### Data provided

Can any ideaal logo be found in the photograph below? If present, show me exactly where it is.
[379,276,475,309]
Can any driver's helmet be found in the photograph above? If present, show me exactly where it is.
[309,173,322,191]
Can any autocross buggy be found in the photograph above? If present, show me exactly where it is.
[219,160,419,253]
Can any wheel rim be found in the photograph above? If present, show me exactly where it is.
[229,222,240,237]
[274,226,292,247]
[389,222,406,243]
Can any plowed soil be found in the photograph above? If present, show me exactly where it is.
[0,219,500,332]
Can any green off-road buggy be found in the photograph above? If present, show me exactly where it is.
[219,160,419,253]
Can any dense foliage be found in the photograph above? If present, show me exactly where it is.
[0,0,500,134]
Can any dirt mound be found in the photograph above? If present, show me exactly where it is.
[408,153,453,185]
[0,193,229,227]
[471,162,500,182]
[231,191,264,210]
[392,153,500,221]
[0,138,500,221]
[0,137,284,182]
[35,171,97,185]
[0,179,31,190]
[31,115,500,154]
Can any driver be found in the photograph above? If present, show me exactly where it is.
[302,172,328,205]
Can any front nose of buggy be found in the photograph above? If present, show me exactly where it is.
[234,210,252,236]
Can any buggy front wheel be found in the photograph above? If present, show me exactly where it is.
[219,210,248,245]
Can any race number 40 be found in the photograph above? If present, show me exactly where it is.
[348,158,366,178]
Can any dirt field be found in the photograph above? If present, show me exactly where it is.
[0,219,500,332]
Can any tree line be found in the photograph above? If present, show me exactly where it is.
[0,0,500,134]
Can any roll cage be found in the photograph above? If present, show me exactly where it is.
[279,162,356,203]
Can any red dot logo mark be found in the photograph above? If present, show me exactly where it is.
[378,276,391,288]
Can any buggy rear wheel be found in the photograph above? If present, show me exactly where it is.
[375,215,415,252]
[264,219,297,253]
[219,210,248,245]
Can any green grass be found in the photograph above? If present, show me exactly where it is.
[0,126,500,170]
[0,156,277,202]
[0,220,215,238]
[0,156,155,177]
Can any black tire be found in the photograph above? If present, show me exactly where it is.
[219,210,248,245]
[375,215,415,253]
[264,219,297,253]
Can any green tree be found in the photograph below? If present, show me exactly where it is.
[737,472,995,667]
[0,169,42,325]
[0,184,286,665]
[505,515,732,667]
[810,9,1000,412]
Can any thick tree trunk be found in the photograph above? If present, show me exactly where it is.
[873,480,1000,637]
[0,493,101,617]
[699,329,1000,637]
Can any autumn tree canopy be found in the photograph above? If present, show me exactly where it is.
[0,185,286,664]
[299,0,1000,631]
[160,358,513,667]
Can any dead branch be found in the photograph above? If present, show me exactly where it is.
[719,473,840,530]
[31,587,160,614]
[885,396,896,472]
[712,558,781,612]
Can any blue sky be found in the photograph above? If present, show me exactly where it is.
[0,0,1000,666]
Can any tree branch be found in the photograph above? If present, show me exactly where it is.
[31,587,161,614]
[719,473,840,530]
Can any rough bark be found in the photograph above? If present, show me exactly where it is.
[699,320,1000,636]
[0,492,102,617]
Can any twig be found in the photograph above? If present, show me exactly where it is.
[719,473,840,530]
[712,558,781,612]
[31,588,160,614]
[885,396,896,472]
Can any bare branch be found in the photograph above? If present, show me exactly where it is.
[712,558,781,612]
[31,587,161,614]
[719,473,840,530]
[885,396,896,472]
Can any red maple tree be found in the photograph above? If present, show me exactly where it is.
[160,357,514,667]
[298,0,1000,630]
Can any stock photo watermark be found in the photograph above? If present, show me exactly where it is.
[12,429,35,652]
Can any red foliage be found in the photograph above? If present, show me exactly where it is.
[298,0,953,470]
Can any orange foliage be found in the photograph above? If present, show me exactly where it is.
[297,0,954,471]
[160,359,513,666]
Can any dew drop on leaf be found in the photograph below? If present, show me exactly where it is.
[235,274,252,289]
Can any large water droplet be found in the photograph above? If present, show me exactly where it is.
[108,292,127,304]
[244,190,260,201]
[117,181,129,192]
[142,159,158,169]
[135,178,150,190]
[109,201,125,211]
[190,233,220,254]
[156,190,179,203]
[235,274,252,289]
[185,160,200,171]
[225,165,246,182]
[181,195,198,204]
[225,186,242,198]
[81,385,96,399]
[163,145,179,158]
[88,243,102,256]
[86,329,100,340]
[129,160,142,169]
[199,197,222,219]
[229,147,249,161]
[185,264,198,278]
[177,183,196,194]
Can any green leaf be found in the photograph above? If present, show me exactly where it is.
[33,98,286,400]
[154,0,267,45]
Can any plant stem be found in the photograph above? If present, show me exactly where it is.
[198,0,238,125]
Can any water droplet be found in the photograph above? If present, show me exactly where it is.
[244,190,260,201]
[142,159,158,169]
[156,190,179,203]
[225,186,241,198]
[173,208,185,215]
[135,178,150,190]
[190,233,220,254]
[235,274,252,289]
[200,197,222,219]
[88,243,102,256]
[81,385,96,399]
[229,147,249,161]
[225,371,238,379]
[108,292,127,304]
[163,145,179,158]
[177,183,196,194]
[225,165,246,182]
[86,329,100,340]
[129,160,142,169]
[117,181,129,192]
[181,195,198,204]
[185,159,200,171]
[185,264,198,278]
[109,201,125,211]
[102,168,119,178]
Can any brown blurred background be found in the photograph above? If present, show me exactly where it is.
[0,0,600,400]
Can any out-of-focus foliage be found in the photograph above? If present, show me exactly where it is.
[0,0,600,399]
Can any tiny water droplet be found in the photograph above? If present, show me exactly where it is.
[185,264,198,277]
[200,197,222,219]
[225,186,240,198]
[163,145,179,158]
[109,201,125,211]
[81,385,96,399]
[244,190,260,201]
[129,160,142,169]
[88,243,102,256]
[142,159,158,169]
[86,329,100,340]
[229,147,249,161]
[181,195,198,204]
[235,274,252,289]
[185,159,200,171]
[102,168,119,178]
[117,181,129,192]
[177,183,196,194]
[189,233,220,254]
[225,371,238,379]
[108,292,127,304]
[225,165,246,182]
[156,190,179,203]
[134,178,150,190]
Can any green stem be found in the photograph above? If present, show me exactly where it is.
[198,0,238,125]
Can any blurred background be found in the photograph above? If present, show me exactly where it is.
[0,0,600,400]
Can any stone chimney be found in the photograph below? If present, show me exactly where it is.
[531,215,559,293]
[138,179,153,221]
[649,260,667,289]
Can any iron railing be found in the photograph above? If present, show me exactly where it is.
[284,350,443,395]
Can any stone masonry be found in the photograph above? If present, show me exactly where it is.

######

--- Short task ---
Copy out every line of these records without any changes.

--- Result of the task ---
Can any ideaal logo be found in the photograph below? If present, show me exactly where it is.
[379,276,475,309]
Can any driver's helmet be found in the photograph above? If present, show me exactly where it is.
[309,173,322,191]
Can any autocross buggy be found in the photograph above? If present, show me exactly where it is.
[219,160,419,253]
Can any wheel rim be found in the photograph above? If present, show me exactly where it is.
[229,222,240,237]
[274,226,292,247]
[389,222,406,243]
Can any plowed soil be found in the photograph above? If present, show me exactly where it is.
[0,219,500,332]
Can any green off-road buggy be found in the photograph above? If present, show me exactly where it is.
[219,160,419,253]
Can any dense foliage be found in the photograph above? If present, show me exactly where it is.
[0,0,500,134]
Can any dirt mound be found in the photograph above? If present, show me exactly where it is.
[408,153,453,185]
[0,193,229,227]
[471,162,500,182]
[231,191,264,210]
[392,153,500,221]
[0,138,500,221]
[0,137,284,182]
[35,171,97,185]
[0,179,31,190]
[31,115,500,154]
Can any driver be found in the photograph above? If present, show me exactly where it is.
[302,172,328,205]
Can any front nose of buggy be found in the photograph above? If present, show me exactly where it is.
[234,210,252,236]
Can any buggy front wheel be found in the photograph above? If present, show me exactly where it is.
[219,210,248,245]
Can any race number 40 be found in the photograph above? If present, show me exactly where it is.
[348,158,366,178]
Can any dirt field be found in the photograph above? If present, show me exactly where it is.
[0,219,500,332]
Can any tree line be found in the photograph above? If present, show me exactly where it is.
[0,0,500,134]
Can any roll cage be found in the photograph above? If present, show me exactly where it is.
[279,162,356,203]
Can any red dot logo mark be found in the photograph above? If present, show me exactly where it is.
[378,276,391,288]
Can any buggy rear wheel be found in the photograph above? If present, show me exactly where it is.
[375,215,415,252]
[264,219,297,253]
[219,210,248,245]
Can any green grass be found in the photograph above? If present, show me exactly where it is.
[0,126,500,170]
[0,156,277,202]
[0,220,215,238]
[0,156,155,177]
Can any black tire be found in the photograph above? If present, show me exactly where it is.
[219,210,248,245]
[375,215,415,253]
[264,219,297,253]
Can any green tree be found in the photograph below? If present, show me exactly where it is.
[737,472,995,667]
[0,169,42,325]
[0,184,286,665]
[505,515,732,667]
[810,9,1000,412]
Can any thick tree trunk be found in the photograph above? If present, show me exactly where it is.
[873,480,1000,637]
[0,493,101,617]
[699,329,1000,637]
Can any autumn tree canopy be found in the photograph above? If present, show me exactly where it is.
[0,185,286,664]
[299,0,1000,631]
[160,358,513,667]
Can any dead branch be found in the photograph above? If present, show me exactly where it is.
[719,473,840,530]
[31,587,160,614]
[885,396,896,472]
[712,558,781,612]
Can any blue sky be found in the photograph above? If present, show me exactly where it is.
[0,0,1000,666]
Can any tree branch be found in the photograph above? If present, show me exactly where it is.
[31,587,161,614]
[719,473,840,530]
Can any rough bark be found in the photograph above? If present, show me exactly where it is.
[699,320,1000,636]
[0,492,102,617]
Can any twig be found in the photograph above? If present, show me exactly where it is.
[719,473,840,530]
[712,558,781,612]
[31,588,160,614]
[885,396,896,472]
Can any bare branch be found in the photograph above? If present, show me exactly where it is.
[712,558,781,612]
[31,587,161,614]
[719,473,840,530]
[885,396,896,472]
Can any red maple tree be found in the photograph above? If present, show me exactly where it is.
[160,357,514,667]
[298,0,1000,630]
Can any stock photo watermark be found in the photograph above? If present, show me exactly where it is.
[12,429,35,652]
Can any red foliage be found in the photograph above? If present, show me exactly where it is.
[298,0,953,470]
Can any orange foliage be found in the photograph above? If present, show me exactly where it is.
[297,0,954,471]
[160,359,513,666]
Can any dew drop on leaf be found in the photograph below? If present, show me exactly where it is.
[235,274,252,289]
Can any large water droplet be found in the photograph above? If present, show me exactly where it is.
[108,292,127,304]
[244,190,260,201]
[117,181,129,192]
[142,159,158,169]
[135,178,150,190]
[109,201,125,211]
[190,233,220,254]
[156,190,179,203]
[235,274,252,289]
[185,160,200,171]
[225,165,246,182]
[181,195,198,204]
[225,186,242,198]
[81,385,96,399]
[163,145,179,158]
[88,243,102,256]
[86,329,100,340]
[129,160,142,169]
[199,197,222,219]
[229,147,249,161]
[185,264,198,278]
[177,183,196,194]
Can any green leaf be found in the photograph above? If present, show me exactly where it is.
[33,98,286,400]
[154,0,267,45]
Can any plant stem be found in the photograph above? If present, show me exactly where it is.
[198,0,238,125]
Can any water droplet be found in the photograph above? If present, show me exactly where it is.
[244,190,260,201]
[142,159,158,169]
[156,190,179,203]
[225,186,241,198]
[173,208,185,215]
[135,178,150,190]
[190,233,220,254]
[235,274,252,289]
[200,197,222,219]
[88,243,102,256]
[81,385,96,399]
[229,147,249,161]
[225,371,238,379]
[108,292,127,304]
[163,145,179,158]
[177,183,196,194]
[225,165,246,182]
[86,329,100,340]
[129,160,142,169]
[117,181,129,192]
[181,195,198,204]
[185,159,200,171]
[185,264,198,278]
[109,201,125,211]
[102,168,119,178]
Can any brown blurred background be found in the photograph above? If present, show me exactly where it is.
[0,0,600,400]
Can any out-of-focus foliage be found in the photograph above? If present, show me exactly where it is.
[0,0,600,399]
Can any tiny water droplet be found in the photograph above? If present, show me exactly where it is.
[185,264,198,277]
[200,197,222,219]
[225,186,240,198]
[163,145,179,158]
[109,201,125,211]
[81,385,96,399]
[244,190,260,201]
[129,160,142,169]
[88,243,102,256]
[142,159,158,169]
[86,329,100,340]
[229,147,249,161]
[181,195,198,204]
[235,274,252,289]
[185,159,200,171]
[102,168,119,178]
[117,181,129,192]
[177,183,196,194]
[189,233,220,254]
[225,371,238,379]
[108,292,127,304]
[225,165,246,182]
[156,190,179,203]
[134,178,150,190]
Can any green stem be found in the photograph above? If present, show me exactly where it is.
[198,0,238,125]
Can any blurred background be found in the photograph above? If present, show me exactly where it is.
[0,0,600,400]
Can any stone chimney be found in the photograph below? If present, show me exactly where it is.
[531,215,559,293]
[138,179,153,221]
[649,260,667,289]
Can any iron railing be found in the photograph above? If present, show me exactly where it is.
[284,350,443,395]
Can any stone masonry be found in the photograph above? If present, show me exactly where it is.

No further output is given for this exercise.